• Short problem A:
Answer these about the paint-and-sip studio blog posts:
(i) Which of the three options did the studio choose?
(ii) Which magazine included a picture of Emily teaching?
(iii) Which issue of Professional Artist magazine featured Artistic Abandon?
• Short problem B: In the paint-and-sip studio blog posts, what kinds of customer locations are named as places where parties can still be held after the studio closed?
• Short problem C: Resume the paint-and-sip studio blog posts after their final sentence and keep writing.

• Page:
□ □ □ □ □ □ □
We had three options at that point. We could scramble to find a new space to lease and reestablish Artistic Abandon, and pass up the other business opportunity that has so excited me; we could close Artistic Abandon and focus on the new business; or we could go mobile and do offsite-only parties, which would allow me to still pursue the new business. We chose door number 3.

So we closed down the brick and mortar location, found storage space for our supplies so that we can keep doing parties in our customers’ homes, offices, churches, bars, clubhouses, etc, and are in the process of opening a new business. My husband and I talked a lot about whether we should continue offering consulting services for people who wanted to start their own paint and sip studios but not pay insane franchise fees. It is a good deal of work, but the more I thought about it, the more I knew I’d miss it. I want to fill my days doing things that I find meaningful, and it doesn’t get much more meaningful than helping people change their lives. So, I’ve stepped back from teaching as much and have less day-to-day work running Artistic Abandon, and I am diving head first into a new business, but I’m going to continue offering consulting services even once the studios I’m currently helping are self-sufficient. I’m just not quite ready to give up something so rewarding.

So cross your fingers for me that the new business turns out to be as exciting and challenging as I’m hoping, and celebrate with me that I’ve recognized what’s important to me and am finding ways to make it all work!

Tradition at Stonewater 8-17-17

Smart Meetings

Artistic Abandon has been featured again! The magazine, Smart Meetings, even included a picture of Emily teaching. One of the fun things you can do as a paint and sip studio is team building events. There are so many options for customizing it for each company that comes in for a painting class! We’ve done everything from small doctors’ offices to huge tech companies and everything in between. It’s a great way for coworkers to get together and use a part of their brains that doesn’t always get tapped, and it’s a fairly level playing field: generally, the boss has no more painting experience than the entry-level employee, so it puts everyone on an equal footing as they get to know each other a little bit better.

We’ve Been Featured!

Hi everyone, sorry for the long gap in posts, but I’ve been hard at work on a variety of projects. I thought I’d pop over to share some fun news with you: Artistic Abandon has been featured in the February/March 2017 issue of Professional Artist magazine! Here’s an excerpt of what they had to say:

“Emily Page taught for Painting with a Twist, and when she decided to open her own paint-and-sip studio, she wasn’t happy with the franchise deal the corporation offered her. She had created many example paintings for the company, so she thought she’d just make more. And, she could contract someone to build a computer system for her for a lower price than the franchise would offer for their systems, she said. And in her heart, it just didn’t feel right to franchise.
□ □ □ □ □ □ □
• Extracted data:
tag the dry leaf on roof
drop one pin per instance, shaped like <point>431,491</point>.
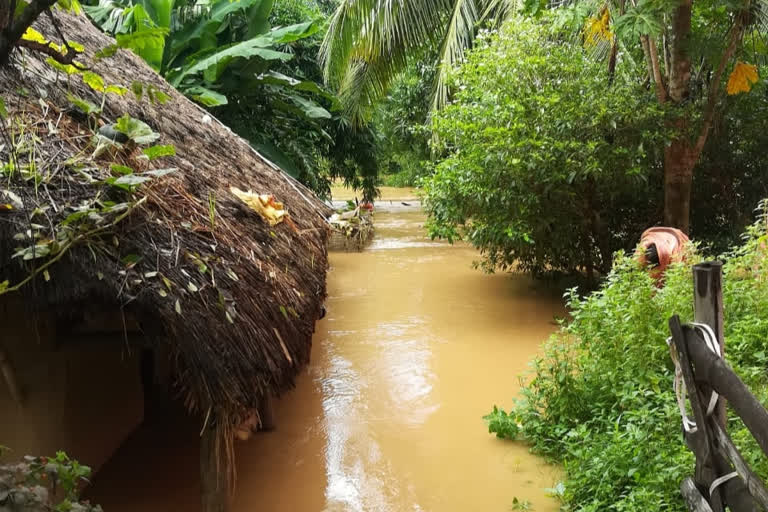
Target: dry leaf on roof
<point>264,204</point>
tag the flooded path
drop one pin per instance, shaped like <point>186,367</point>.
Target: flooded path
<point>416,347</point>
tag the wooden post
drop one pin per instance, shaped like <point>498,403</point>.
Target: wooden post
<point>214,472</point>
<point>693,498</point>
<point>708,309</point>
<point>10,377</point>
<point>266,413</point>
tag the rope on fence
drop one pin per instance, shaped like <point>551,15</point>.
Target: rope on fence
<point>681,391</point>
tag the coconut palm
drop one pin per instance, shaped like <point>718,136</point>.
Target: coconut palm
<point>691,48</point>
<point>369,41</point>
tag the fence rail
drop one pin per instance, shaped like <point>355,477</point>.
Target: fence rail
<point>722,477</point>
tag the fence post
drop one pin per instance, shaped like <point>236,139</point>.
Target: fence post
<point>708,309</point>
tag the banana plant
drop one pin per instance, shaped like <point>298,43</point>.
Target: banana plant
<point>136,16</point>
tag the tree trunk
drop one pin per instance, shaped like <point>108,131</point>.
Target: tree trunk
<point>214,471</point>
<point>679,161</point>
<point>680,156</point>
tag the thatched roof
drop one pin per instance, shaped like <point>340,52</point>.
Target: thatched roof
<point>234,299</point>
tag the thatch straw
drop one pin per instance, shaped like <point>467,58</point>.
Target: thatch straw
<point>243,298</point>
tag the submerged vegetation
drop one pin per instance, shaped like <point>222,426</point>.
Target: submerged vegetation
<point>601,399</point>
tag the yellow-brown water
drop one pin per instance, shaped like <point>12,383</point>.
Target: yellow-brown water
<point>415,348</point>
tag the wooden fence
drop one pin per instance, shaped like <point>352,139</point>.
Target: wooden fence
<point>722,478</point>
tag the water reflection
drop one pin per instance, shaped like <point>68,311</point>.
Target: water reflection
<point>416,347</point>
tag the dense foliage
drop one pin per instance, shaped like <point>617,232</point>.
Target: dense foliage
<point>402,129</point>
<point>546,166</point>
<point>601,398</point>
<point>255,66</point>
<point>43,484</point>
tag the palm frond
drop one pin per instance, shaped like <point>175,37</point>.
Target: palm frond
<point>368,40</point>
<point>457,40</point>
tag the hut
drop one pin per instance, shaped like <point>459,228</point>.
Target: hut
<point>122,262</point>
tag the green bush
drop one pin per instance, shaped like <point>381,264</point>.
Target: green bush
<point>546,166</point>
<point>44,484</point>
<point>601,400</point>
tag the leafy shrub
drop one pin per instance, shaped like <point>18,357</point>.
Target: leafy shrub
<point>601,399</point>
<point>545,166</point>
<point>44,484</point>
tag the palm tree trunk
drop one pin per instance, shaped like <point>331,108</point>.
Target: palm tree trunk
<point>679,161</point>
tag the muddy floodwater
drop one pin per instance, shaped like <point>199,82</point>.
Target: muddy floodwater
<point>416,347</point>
□ □ □ □ □ □ □
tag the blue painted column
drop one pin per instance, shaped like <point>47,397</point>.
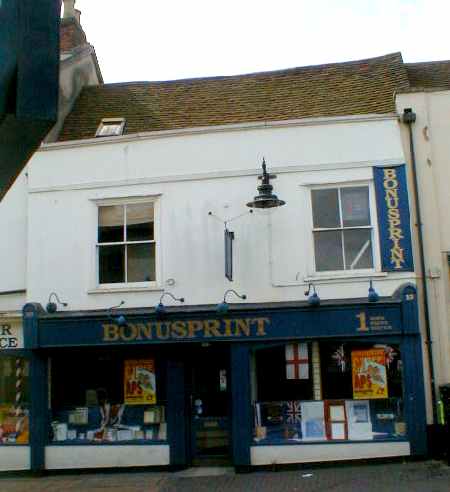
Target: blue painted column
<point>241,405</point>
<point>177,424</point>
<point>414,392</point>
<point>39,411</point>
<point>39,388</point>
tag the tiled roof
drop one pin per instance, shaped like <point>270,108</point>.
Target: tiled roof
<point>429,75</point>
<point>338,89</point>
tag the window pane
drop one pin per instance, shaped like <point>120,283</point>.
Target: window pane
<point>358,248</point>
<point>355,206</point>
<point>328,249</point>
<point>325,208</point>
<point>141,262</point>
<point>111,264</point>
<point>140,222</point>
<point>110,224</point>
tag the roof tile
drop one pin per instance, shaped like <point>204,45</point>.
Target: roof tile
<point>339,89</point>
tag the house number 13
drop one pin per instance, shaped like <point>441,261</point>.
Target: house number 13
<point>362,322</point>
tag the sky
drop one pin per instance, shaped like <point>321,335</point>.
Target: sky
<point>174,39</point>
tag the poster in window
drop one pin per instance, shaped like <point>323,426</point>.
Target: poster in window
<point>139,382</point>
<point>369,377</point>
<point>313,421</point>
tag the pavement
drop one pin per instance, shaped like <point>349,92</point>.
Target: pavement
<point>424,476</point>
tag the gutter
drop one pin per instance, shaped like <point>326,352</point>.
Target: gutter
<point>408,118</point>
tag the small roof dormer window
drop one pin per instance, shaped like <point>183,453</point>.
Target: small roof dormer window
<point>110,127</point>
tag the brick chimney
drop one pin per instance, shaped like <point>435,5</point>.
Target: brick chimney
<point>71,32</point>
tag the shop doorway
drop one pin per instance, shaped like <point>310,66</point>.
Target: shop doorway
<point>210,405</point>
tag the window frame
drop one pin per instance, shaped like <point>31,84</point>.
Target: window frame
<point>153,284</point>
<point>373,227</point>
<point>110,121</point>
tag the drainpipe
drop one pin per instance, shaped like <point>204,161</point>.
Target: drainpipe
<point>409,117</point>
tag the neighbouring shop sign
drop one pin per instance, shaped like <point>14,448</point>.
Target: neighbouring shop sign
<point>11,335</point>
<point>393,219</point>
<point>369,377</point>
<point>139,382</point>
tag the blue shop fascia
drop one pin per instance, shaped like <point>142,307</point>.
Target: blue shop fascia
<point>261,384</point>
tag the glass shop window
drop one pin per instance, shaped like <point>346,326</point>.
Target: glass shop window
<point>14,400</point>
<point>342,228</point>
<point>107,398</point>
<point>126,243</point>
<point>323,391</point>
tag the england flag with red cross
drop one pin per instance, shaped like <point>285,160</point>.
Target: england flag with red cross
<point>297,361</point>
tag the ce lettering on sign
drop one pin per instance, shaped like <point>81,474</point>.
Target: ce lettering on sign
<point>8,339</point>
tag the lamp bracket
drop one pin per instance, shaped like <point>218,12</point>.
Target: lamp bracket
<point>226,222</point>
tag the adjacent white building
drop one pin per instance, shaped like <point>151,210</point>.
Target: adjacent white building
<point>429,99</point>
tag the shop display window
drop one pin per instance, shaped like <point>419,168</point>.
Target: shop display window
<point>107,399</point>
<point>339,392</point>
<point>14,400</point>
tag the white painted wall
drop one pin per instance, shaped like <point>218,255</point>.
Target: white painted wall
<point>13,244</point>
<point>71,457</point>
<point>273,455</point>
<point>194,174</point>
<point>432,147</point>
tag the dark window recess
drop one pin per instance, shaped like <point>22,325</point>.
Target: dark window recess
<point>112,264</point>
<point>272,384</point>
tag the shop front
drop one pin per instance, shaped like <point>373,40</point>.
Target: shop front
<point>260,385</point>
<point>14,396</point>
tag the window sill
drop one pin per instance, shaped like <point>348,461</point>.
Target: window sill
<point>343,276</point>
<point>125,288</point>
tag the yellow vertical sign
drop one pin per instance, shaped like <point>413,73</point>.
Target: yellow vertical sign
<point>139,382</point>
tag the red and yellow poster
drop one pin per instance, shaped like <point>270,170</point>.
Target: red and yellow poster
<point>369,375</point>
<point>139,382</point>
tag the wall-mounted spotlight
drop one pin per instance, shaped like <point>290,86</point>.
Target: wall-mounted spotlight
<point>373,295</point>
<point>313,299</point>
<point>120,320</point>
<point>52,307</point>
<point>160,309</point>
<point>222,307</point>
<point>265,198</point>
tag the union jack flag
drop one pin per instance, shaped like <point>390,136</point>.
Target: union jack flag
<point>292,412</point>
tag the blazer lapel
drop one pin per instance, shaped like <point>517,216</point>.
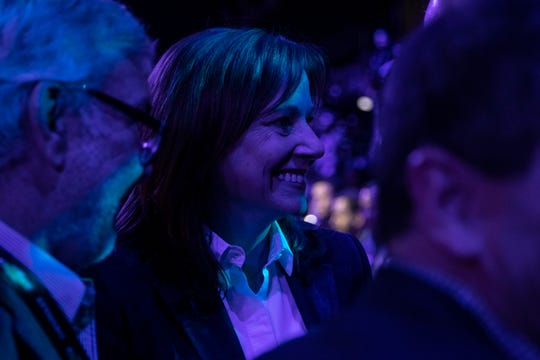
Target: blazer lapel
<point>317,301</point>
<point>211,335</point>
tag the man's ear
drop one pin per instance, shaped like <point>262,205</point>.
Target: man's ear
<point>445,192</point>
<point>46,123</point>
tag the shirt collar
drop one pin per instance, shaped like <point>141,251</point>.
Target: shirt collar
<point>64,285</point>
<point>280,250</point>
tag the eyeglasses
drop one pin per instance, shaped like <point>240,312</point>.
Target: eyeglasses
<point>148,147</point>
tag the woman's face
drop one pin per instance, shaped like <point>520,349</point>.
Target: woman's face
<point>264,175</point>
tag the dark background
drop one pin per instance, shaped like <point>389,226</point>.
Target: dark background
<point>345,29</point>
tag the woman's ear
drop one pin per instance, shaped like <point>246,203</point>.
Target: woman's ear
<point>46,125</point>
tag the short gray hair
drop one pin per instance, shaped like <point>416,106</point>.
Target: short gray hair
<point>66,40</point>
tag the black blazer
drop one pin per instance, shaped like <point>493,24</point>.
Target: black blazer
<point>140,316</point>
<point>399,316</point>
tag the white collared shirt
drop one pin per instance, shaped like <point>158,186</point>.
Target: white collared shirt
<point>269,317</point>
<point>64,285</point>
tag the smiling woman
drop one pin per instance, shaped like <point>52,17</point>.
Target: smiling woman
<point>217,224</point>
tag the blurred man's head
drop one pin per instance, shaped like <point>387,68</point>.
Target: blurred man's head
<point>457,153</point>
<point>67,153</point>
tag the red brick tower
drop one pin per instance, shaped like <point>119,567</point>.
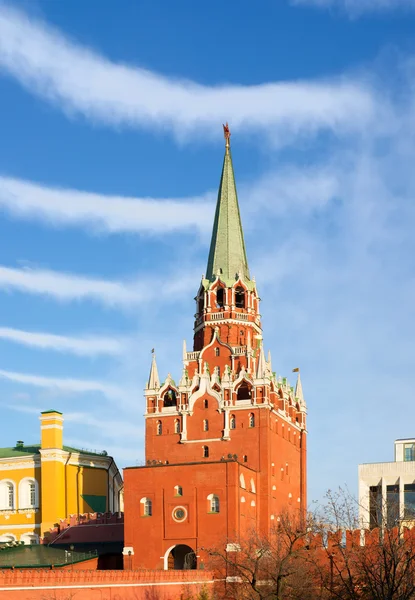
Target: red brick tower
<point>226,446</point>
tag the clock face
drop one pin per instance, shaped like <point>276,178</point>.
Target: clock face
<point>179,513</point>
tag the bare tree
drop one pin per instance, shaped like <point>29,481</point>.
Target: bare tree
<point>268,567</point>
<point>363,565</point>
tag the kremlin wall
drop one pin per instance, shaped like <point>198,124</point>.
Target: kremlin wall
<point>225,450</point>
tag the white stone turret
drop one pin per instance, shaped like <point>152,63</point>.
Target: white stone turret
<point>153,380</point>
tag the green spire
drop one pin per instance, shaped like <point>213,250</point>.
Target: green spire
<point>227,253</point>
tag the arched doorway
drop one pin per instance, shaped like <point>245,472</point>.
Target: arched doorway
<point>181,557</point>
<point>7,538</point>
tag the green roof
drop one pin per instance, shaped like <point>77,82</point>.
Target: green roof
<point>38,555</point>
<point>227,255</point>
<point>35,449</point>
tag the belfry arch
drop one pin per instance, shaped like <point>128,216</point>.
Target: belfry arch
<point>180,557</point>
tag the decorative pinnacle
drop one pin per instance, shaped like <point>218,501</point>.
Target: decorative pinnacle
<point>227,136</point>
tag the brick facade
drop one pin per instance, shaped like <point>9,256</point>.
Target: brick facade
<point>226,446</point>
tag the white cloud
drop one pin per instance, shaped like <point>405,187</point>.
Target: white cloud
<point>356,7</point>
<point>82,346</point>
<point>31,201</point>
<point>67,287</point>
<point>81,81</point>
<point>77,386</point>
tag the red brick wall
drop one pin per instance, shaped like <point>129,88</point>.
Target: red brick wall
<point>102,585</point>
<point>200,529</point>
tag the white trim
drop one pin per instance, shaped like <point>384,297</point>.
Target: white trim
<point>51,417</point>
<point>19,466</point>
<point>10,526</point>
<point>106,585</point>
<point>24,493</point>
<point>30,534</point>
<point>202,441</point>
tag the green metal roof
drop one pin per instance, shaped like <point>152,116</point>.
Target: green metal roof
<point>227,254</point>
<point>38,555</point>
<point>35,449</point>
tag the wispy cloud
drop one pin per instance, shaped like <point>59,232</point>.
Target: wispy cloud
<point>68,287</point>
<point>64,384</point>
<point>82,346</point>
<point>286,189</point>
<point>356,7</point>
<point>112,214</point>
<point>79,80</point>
□ □ □ □ □ □ □
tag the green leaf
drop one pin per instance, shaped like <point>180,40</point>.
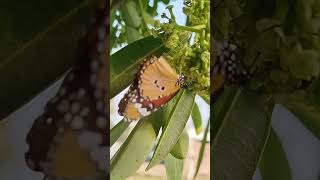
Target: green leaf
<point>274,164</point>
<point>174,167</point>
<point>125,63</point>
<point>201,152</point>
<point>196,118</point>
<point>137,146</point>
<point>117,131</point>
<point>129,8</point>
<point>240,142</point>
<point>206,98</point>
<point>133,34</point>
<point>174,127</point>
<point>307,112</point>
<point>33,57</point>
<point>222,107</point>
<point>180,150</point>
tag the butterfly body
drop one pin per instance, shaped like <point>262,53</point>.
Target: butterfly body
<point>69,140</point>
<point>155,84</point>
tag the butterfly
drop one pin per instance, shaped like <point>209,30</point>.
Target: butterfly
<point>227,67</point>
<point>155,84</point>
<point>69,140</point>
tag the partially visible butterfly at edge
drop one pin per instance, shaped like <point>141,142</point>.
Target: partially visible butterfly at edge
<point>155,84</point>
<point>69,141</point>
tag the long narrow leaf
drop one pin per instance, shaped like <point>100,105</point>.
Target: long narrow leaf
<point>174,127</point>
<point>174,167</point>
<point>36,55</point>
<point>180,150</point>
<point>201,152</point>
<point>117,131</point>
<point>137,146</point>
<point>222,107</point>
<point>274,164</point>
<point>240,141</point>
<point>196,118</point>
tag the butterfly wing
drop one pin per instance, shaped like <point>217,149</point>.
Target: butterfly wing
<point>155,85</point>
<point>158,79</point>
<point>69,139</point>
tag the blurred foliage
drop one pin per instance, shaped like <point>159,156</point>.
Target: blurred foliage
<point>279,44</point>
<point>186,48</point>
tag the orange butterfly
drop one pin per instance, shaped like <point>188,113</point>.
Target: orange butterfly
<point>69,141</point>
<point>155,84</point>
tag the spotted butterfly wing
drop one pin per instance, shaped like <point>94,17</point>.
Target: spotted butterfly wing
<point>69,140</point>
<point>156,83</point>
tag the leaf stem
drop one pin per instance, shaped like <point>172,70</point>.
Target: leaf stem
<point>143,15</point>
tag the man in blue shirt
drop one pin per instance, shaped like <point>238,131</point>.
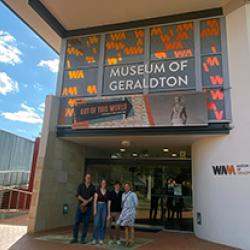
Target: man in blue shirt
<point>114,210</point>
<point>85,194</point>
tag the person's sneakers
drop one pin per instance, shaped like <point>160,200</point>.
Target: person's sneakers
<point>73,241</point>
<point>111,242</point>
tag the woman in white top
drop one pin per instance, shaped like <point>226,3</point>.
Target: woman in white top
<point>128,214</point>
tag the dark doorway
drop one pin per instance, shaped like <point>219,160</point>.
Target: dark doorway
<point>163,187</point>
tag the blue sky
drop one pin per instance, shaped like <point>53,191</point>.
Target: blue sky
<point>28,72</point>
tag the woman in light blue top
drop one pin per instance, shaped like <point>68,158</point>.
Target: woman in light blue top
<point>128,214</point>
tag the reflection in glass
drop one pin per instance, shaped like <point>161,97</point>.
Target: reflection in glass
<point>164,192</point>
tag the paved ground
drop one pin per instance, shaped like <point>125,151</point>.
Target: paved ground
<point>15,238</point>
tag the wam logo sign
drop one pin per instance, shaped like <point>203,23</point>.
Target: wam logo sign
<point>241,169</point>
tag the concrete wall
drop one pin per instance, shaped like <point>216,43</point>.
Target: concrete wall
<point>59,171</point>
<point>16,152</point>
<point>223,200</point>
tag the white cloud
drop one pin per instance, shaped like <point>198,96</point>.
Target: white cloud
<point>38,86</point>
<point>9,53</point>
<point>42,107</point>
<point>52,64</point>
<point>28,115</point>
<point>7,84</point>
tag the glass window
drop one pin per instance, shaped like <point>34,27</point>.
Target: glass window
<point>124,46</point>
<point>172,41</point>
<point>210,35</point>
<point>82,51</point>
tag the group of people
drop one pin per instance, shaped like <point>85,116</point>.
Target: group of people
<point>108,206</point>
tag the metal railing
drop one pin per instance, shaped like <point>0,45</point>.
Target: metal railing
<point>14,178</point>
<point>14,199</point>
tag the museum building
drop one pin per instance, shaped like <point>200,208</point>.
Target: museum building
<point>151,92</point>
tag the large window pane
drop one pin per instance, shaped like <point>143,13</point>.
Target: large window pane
□ □ □ □ □ □ □
• Reply A:
(i) Going mobile and doing offsite-only parties, "door number 3."
(ii) Smart Meetings.
(iii) The February/March 2017 issue.

• Reply B: Homes, offices, churches, bars, clubhouses

• Reply C:
‘It didn’t really seem to me like a very good deal,’ she said. ‘I watched franchise owners get frustrated at wanting to try something different and being told by corporate that that’s not the business model.’

She opened Artistic Abandon ( in Raleigh, N.C., five and a half years ago. There are a couple things that set her studio apart from the franchised ones: The painting library is ‘less cartoony, more like real paintings,’ and the teaching style is more comprehensive. ‘I figured out how to break it down in a much more step-by-step method,’ she said.

Independent studios have some unique challenges. The franchises have the name recognition, and they can put locations anywhere, and sometimes they don’t separate them out very well, Page said. It can be hard to compete, especially in the beginning. And, if new owners don’t partner with other indy studios, they will probably have to pay more for art supplies because they won’t have access to bulk pricing.

Her advice to artists looking to start a paint-and-sip of their own? ‘You have to have patience. It is a customer service job…If you’re not willing to repeat yourself a bunch of times, it’s not the job for you.’ She also warns artists to make sure they understand the liquor laws in their county. Contact the state department of alcoholic beverage control to find out what can and can’t be done.

A couple years after opening Artistic Abandon, Page was approached about franchising her business. ‘It seemed hypocritical. If I wasn’t willing to do it [join a franchise], it seems unfair for me to offer it,’ she said. So, instead, she started a consulting business – kind of like franchising lite – to help artists and non-artists alike open their own studios…

She’s helped seven studios open so far. She offers tools, including a library of paintings, guidelines and suggestions. The studios have banded together to get wholesale prices on materials. Unlike in franchising, the studio gets to pick its own name and doesn’t pay a royalty fee.

In addition to running and teaching at her studio and consulting, Page makes what she calls her ‘real art,’ original paintings, to sell through She said during the first couple years of having her paint-and-sip, her art took a backseat, but now that the studio is established, she’s able to spend more time making art, and, maybe more importantly, marketing it.”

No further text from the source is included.